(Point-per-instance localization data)
* * * *

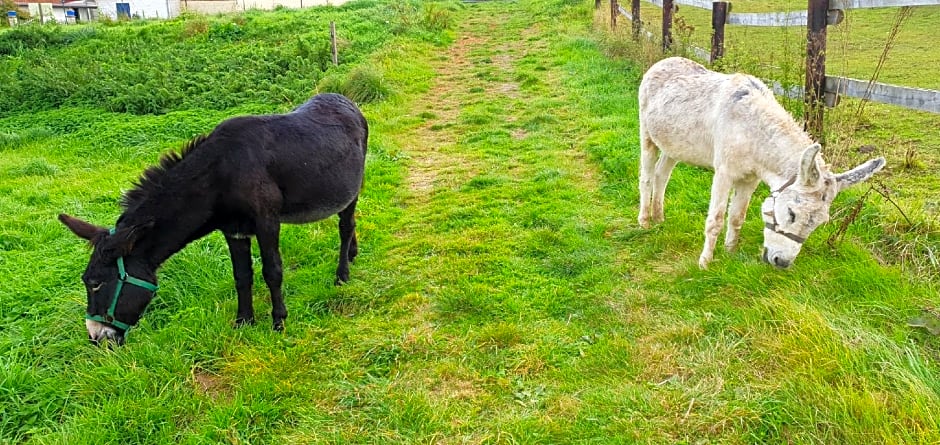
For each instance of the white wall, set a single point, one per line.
(141, 8)
(217, 6)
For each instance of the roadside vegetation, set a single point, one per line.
(504, 292)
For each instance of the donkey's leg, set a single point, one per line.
(240, 250)
(347, 238)
(663, 172)
(268, 234)
(737, 211)
(721, 187)
(648, 152)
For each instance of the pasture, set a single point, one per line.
(503, 293)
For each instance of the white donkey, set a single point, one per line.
(733, 124)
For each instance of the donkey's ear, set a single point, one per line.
(81, 228)
(860, 173)
(809, 172)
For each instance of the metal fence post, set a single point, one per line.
(635, 12)
(815, 88)
(719, 18)
(668, 9)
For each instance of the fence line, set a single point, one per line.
(819, 89)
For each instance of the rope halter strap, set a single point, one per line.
(123, 278)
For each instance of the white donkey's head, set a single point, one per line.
(793, 211)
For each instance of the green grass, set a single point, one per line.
(504, 292)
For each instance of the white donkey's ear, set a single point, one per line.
(860, 173)
(809, 172)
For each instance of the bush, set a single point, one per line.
(363, 85)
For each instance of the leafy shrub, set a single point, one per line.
(16, 140)
(362, 85)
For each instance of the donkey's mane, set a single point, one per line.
(152, 178)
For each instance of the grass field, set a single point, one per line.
(504, 292)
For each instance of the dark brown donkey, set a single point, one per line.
(245, 178)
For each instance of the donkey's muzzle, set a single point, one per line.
(775, 260)
(101, 334)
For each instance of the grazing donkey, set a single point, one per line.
(245, 178)
(733, 124)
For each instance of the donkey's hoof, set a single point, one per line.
(244, 321)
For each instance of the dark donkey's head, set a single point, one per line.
(119, 284)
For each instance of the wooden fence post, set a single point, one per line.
(815, 88)
(333, 42)
(668, 9)
(613, 14)
(719, 18)
(635, 12)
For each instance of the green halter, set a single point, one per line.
(123, 277)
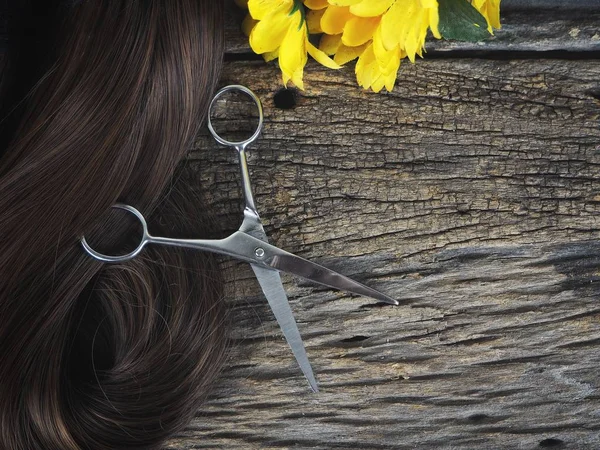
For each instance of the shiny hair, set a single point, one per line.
(96, 356)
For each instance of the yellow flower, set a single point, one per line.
(380, 33)
(280, 31)
(389, 29)
(490, 9)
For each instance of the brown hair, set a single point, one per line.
(101, 356)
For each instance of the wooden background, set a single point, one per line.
(471, 193)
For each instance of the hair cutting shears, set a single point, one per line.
(250, 244)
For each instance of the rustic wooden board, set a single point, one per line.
(472, 194)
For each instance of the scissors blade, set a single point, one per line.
(287, 262)
(270, 282)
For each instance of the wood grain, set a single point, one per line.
(472, 194)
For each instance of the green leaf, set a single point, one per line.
(299, 6)
(461, 21)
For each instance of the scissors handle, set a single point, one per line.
(239, 245)
(250, 208)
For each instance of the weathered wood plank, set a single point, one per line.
(471, 193)
(526, 27)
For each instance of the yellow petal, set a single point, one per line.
(330, 43)
(434, 21)
(388, 61)
(292, 53)
(316, 4)
(359, 30)
(268, 33)
(345, 2)
(321, 57)
(334, 19)
(490, 9)
(270, 56)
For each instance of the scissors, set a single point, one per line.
(250, 244)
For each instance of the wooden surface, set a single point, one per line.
(472, 194)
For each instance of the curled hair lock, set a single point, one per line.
(96, 356)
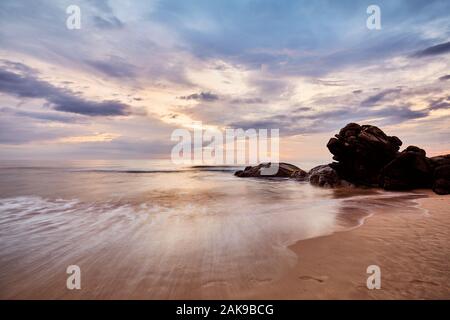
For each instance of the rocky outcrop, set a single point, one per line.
(285, 170)
(361, 152)
(441, 174)
(410, 169)
(365, 155)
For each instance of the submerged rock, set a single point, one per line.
(285, 170)
(326, 176)
(365, 155)
(410, 169)
(441, 174)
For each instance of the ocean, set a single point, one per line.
(149, 229)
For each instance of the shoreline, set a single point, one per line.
(411, 249)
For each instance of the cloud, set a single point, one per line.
(44, 116)
(299, 123)
(111, 22)
(441, 103)
(60, 99)
(434, 50)
(202, 96)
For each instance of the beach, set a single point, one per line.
(151, 231)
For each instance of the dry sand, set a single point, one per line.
(412, 248)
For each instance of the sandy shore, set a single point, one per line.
(411, 248)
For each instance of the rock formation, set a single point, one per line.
(365, 155)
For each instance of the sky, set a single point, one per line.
(136, 70)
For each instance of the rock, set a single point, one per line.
(441, 174)
(325, 176)
(300, 175)
(361, 152)
(410, 169)
(285, 170)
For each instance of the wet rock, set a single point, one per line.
(361, 152)
(441, 174)
(410, 169)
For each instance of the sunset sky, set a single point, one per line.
(137, 70)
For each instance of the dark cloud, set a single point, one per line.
(202, 96)
(247, 100)
(441, 103)
(373, 100)
(60, 99)
(298, 123)
(44, 116)
(434, 50)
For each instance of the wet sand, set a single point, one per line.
(411, 248)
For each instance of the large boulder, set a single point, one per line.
(410, 169)
(325, 176)
(361, 152)
(441, 174)
(285, 170)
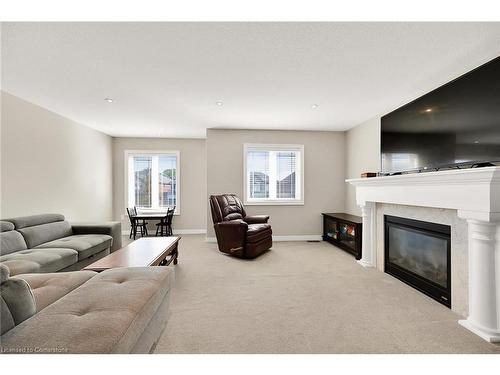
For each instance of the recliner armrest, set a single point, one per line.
(256, 219)
(111, 228)
(231, 236)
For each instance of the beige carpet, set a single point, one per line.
(302, 298)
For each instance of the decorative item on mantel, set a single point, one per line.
(344, 231)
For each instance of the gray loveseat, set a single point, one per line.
(49, 243)
(121, 310)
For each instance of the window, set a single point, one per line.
(274, 174)
(153, 180)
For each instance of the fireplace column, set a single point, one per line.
(368, 252)
(484, 275)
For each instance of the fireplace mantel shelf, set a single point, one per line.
(475, 194)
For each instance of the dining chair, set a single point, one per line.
(133, 222)
(166, 223)
(143, 224)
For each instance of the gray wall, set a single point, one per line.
(362, 155)
(324, 175)
(52, 164)
(193, 192)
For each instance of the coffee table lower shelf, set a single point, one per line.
(144, 252)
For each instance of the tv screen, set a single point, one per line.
(456, 124)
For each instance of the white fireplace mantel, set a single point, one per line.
(475, 194)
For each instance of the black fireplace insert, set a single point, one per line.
(418, 253)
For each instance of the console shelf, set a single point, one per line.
(344, 231)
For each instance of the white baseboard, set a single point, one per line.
(306, 237)
(176, 231)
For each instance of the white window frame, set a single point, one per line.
(272, 166)
(129, 174)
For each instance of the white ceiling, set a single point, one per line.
(166, 78)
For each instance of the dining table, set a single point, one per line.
(148, 216)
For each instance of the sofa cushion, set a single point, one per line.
(49, 287)
(85, 244)
(33, 220)
(43, 233)
(16, 302)
(11, 241)
(39, 260)
(5, 226)
(107, 314)
(258, 232)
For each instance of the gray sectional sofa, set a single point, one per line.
(42, 310)
(121, 310)
(49, 243)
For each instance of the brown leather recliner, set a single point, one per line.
(238, 234)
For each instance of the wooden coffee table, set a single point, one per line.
(152, 251)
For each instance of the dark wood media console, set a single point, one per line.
(344, 231)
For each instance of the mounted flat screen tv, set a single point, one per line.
(457, 124)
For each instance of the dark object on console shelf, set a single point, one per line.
(344, 231)
(238, 234)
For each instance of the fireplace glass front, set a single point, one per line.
(418, 253)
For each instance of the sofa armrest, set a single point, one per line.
(256, 219)
(231, 236)
(111, 228)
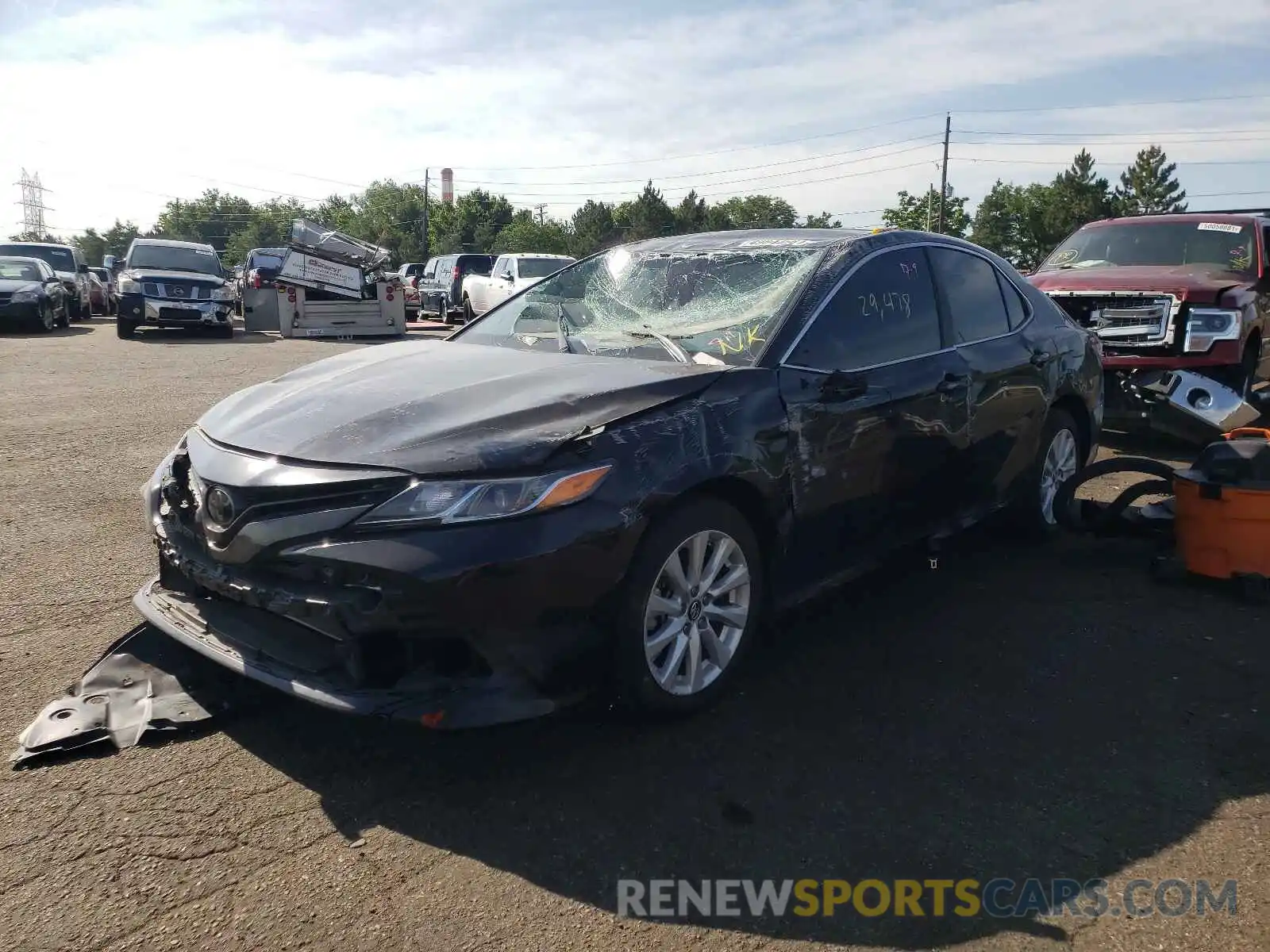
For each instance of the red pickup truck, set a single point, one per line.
(1166, 294)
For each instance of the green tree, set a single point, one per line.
(92, 244)
(690, 215)
(760, 213)
(594, 228)
(648, 216)
(118, 236)
(1018, 222)
(1149, 186)
(822, 221)
(912, 213)
(1077, 197)
(473, 222)
(210, 219)
(527, 234)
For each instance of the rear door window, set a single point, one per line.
(972, 292)
(884, 313)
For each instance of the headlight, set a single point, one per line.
(1206, 325)
(474, 501)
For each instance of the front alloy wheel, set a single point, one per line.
(690, 608)
(696, 612)
(1060, 463)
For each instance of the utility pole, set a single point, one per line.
(32, 206)
(425, 175)
(944, 173)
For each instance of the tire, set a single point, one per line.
(1242, 378)
(1032, 511)
(654, 681)
(48, 321)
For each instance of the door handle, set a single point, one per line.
(952, 382)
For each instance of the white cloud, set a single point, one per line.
(177, 97)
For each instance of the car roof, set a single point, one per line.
(751, 239)
(1183, 217)
(168, 243)
(36, 244)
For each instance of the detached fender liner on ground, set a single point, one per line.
(144, 682)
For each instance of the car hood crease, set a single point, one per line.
(444, 406)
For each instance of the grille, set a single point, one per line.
(177, 314)
(1121, 319)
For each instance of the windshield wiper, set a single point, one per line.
(563, 329)
(677, 352)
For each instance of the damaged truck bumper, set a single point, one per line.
(1183, 404)
(276, 651)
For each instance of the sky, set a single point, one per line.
(121, 106)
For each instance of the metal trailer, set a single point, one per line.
(378, 317)
(333, 286)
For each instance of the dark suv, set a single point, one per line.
(175, 285)
(442, 281)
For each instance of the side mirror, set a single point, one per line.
(842, 386)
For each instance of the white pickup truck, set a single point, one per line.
(510, 276)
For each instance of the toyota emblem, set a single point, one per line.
(220, 507)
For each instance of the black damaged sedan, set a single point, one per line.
(615, 475)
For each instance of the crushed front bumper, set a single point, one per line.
(163, 313)
(1181, 404)
(264, 647)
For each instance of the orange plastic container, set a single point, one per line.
(1222, 508)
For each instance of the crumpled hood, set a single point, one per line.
(435, 406)
(8, 285)
(1191, 282)
(160, 274)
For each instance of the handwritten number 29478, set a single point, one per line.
(887, 304)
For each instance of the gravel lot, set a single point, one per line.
(1016, 712)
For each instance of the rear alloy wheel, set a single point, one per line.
(692, 603)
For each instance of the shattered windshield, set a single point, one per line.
(706, 308)
(1223, 244)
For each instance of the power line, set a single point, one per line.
(1115, 106)
(702, 155)
(924, 140)
(1041, 162)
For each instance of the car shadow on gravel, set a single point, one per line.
(179, 336)
(73, 330)
(1014, 712)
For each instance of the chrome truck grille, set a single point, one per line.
(1124, 319)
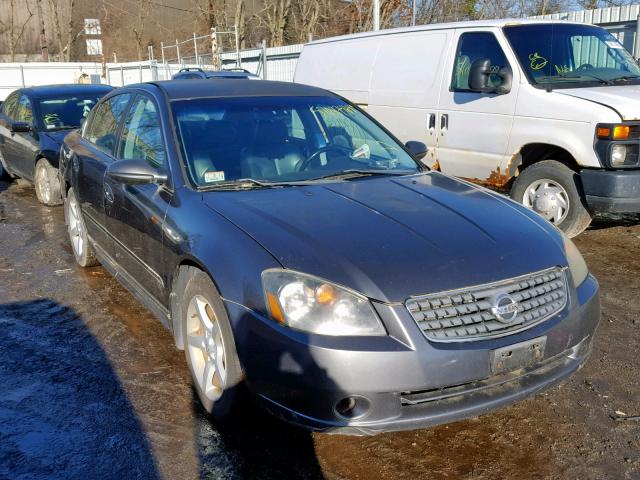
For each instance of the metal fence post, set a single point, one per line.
(238, 57)
(195, 46)
(264, 59)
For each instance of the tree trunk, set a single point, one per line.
(43, 33)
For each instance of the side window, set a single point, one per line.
(141, 134)
(9, 105)
(102, 130)
(23, 111)
(475, 46)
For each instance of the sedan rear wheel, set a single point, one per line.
(47, 184)
(82, 249)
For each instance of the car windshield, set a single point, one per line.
(66, 112)
(270, 140)
(569, 55)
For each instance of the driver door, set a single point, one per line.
(473, 128)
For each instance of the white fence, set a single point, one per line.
(280, 64)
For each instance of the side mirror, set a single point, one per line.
(134, 172)
(479, 75)
(20, 127)
(418, 150)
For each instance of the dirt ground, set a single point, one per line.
(91, 386)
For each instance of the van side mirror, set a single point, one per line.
(481, 71)
(135, 172)
(418, 150)
(20, 127)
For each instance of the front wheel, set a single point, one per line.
(46, 183)
(82, 249)
(552, 190)
(209, 343)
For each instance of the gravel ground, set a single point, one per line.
(91, 386)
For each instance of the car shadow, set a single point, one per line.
(602, 221)
(63, 411)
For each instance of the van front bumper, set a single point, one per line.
(611, 191)
(402, 385)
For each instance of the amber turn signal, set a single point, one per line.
(621, 132)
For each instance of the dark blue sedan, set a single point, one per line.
(294, 247)
(33, 122)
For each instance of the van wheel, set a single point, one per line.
(46, 183)
(209, 344)
(553, 190)
(82, 249)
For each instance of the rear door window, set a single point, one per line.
(142, 134)
(9, 105)
(475, 46)
(24, 110)
(102, 129)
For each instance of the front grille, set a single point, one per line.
(466, 314)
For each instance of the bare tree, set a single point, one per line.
(15, 31)
(44, 47)
(274, 17)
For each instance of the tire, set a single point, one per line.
(82, 249)
(554, 191)
(45, 181)
(209, 344)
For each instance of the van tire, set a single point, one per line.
(577, 218)
(199, 298)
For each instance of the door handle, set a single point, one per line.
(431, 122)
(108, 194)
(444, 121)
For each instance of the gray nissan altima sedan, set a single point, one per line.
(294, 246)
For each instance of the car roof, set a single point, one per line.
(65, 89)
(203, 88)
(508, 22)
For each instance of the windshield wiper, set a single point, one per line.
(355, 172)
(241, 183)
(625, 78)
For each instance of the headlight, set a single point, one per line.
(577, 265)
(310, 304)
(618, 155)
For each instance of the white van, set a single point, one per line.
(548, 111)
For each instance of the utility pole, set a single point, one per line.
(376, 15)
(43, 36)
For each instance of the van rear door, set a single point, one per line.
(406, 82)
(474, 128)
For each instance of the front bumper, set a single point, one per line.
(611, 191)
(402, 381)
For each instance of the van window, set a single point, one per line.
(475, 46)
(568, 55)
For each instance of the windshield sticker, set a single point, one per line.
(362, 152)
(213, 176)
(537, 62)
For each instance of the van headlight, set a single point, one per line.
(307, 303)
(577, 265)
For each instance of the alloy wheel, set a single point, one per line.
(76, 233)
(206, 348)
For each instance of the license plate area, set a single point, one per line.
(518, 355)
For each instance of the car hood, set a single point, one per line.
(393, 237)
(624, 99)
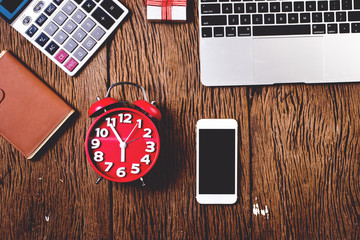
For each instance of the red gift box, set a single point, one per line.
(166, 10)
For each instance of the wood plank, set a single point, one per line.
(305, 148)
(60, 184)
(163, 58)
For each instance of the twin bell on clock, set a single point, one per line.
(123, 143)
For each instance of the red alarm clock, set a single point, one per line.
(123, 143)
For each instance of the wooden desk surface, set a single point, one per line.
(299, 150)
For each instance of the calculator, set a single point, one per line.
(69, 32)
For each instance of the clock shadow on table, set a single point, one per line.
(170, 163)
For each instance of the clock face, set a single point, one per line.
(122, 145)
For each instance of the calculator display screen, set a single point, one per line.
(10, 9)
(217, 161)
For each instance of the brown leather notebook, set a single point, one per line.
(30, 112)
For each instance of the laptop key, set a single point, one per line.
(213, 20)
(341, 16)
(103, 18)
(230, 31)
(218, 32)
(245, 19)
(298, 6)
(346, 4)
(319, 29)
(269, 18)
(317, 17)
(210, 8)
(281, 30)
(257, 19)
(329, 17)
(70, 45)
(274, 7)
(244, 31)
(344, 27)
(280, 18)
(311, 6)
(239, 8)
(355, 27)
(332, 28)
(335, 5)
(206, 32)
(354, 16)
(227, 8)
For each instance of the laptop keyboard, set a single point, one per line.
(236, 18)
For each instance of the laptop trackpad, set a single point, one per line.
(288, 60)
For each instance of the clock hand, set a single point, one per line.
(132, 131)
(133, 140)
(116, 134)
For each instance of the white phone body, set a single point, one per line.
(216, 161)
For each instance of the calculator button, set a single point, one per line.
(42, 39)
(39, 6)
(89, 43)
(80, 53)
(61, 56)
(31, 31)
(50, 9)
(112, 8)
(79, 35)
(60, 18)
(40, 21)
(60, 37)
(70, 45)
(69, 8)
(88, 25)
(71, 64)
(26, 20)
(103, 18)
(51, 28)
(98, 33)
(52, 48)
(58, 2)
(70, 26)
(88, 5)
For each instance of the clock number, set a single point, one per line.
(102, 132)
(139, 123)
(148, 133)
(95, 143)
(125, 118)
(150, 147)
(109, 166)
(121, 172)
(135, 169)
(111, 121)
(146, 159)
(98, 156)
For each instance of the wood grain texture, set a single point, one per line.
(298, 150)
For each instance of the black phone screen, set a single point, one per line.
(217, 161)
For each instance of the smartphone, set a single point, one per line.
(216, 161)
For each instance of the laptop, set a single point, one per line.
(69, 32)
(269, 42)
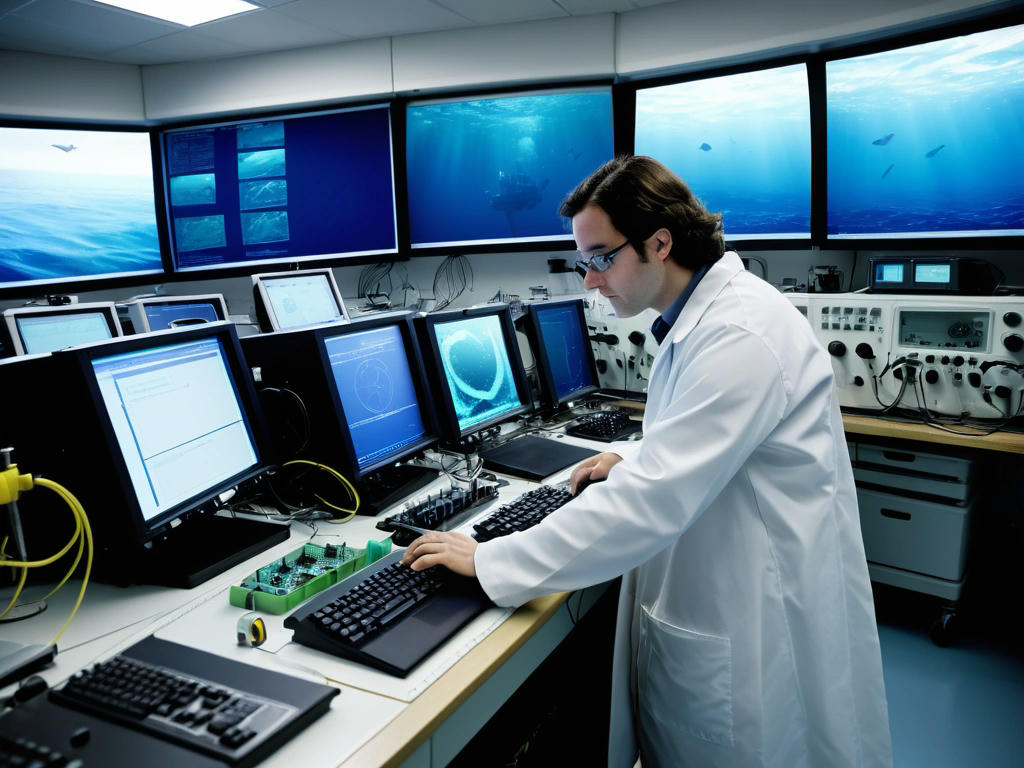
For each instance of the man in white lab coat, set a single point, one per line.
(745, 632)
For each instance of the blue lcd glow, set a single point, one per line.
(377, 392)
(477, 369)
(565, 349)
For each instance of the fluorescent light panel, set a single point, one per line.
(187, 12)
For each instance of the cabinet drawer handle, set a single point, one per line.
(895, 514)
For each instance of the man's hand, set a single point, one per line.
(594, 469)
(455, 551)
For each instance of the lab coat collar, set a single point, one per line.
(718, 276)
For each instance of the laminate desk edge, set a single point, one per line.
(1010, 442)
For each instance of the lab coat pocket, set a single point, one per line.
(684, 682)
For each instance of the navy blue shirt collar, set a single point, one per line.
(662, 326)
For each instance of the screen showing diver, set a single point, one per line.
(47, 333)
(477, 370)
(178, 420)
(377, 391)
(564, 349)
(935, 273)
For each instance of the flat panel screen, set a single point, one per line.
(494, 170)
(925, 141)
(477, 369)
(377, 392)
(289, 188)
(76, 205)
(178, 420)
(741, 142)
(47, 333)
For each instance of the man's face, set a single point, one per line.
(631, 285)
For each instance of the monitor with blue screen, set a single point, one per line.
(34, 330)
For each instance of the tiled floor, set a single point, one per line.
(955, 707)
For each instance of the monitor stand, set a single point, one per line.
(385, 487)
(202, 548)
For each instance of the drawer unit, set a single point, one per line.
(924, 537)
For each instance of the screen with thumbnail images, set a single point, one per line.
(476, 365)
(741, 142)
(178, 420)
(564, 357)
(76, 205)
(289, 188)
(925, 140)
(378, 393)
(494, 170)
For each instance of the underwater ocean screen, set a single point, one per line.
(495, 170)
(741, 142)
(927, 140)
(76, 204)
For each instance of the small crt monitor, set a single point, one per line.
(565, 366)
(161, 312)
(35, 330)
(477, 374)
(294, 299)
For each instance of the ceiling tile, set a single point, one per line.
(357, 18)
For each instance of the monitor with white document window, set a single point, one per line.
(294, 299)
(35, 330)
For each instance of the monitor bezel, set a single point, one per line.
(140, 320)
(448, 419)
(10, 317)
(503, 245)
(311, 260)
(265, 315)
(424, 393)
(79, 359)
(545, 376)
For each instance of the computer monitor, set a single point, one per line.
(303, 297)
(924, 141)
(754, 126)
(289, 188)
(473, 357)
(565, 366)
(161, 312)
(78, 205)
(489, 171)
(364, 394)
(34, 330)
(158, 428)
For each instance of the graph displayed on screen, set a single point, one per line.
(177, 418)
(925, 140)
(76, 205)
(477, 369)
(289, 188)
(377, 392)
(495, 169)
(741, 142)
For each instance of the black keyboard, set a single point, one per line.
(525, 511)
(606, 426)
(387, 615)
(214, 706)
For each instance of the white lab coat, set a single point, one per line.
(745, 632)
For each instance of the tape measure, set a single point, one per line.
(251, 630)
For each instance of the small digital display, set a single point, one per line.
(477, 368)
(49, 333)
(377, 391)
(566, 349)
(936, 273)
(178, 421)
(889, 273)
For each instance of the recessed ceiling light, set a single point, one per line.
(187, 12)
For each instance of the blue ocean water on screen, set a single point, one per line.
(498, 168)
(927, 139)
(54, 226)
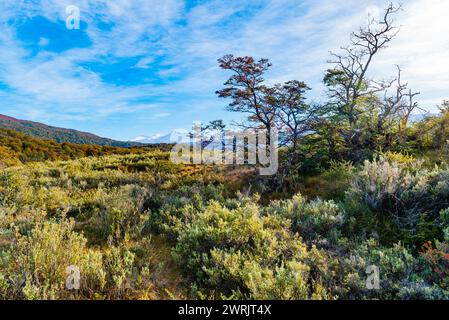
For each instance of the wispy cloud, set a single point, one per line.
(150, 59)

* * * *

WHAT IS BEING ASKED: Reproduce exactly, and only, the lines that begin at the one containing "For each instance of the tape" and end with the final line of the data, both included, while omitting every picture.

ANSWER TO THE EXERCISE:
For each instance of the tape measure, set a single point, one per line.
(251, 630)
For each instance of the small digital display, set a single point, one per line.
(477, 368)
(49, 333)
(377, 391)
(566, 349)
(936, 273)
(178, 421)
(889, 273)
For each instance of the recessed ceiling light, set a single point, one per line.
(187, 12)
For each instance of the blue ocean water on screen, set a single point, one per line.
(498, 168)
(927, 139)
(54, 226)
For each instance of the wispy cloud, set a single point, one per line.
(150, 59)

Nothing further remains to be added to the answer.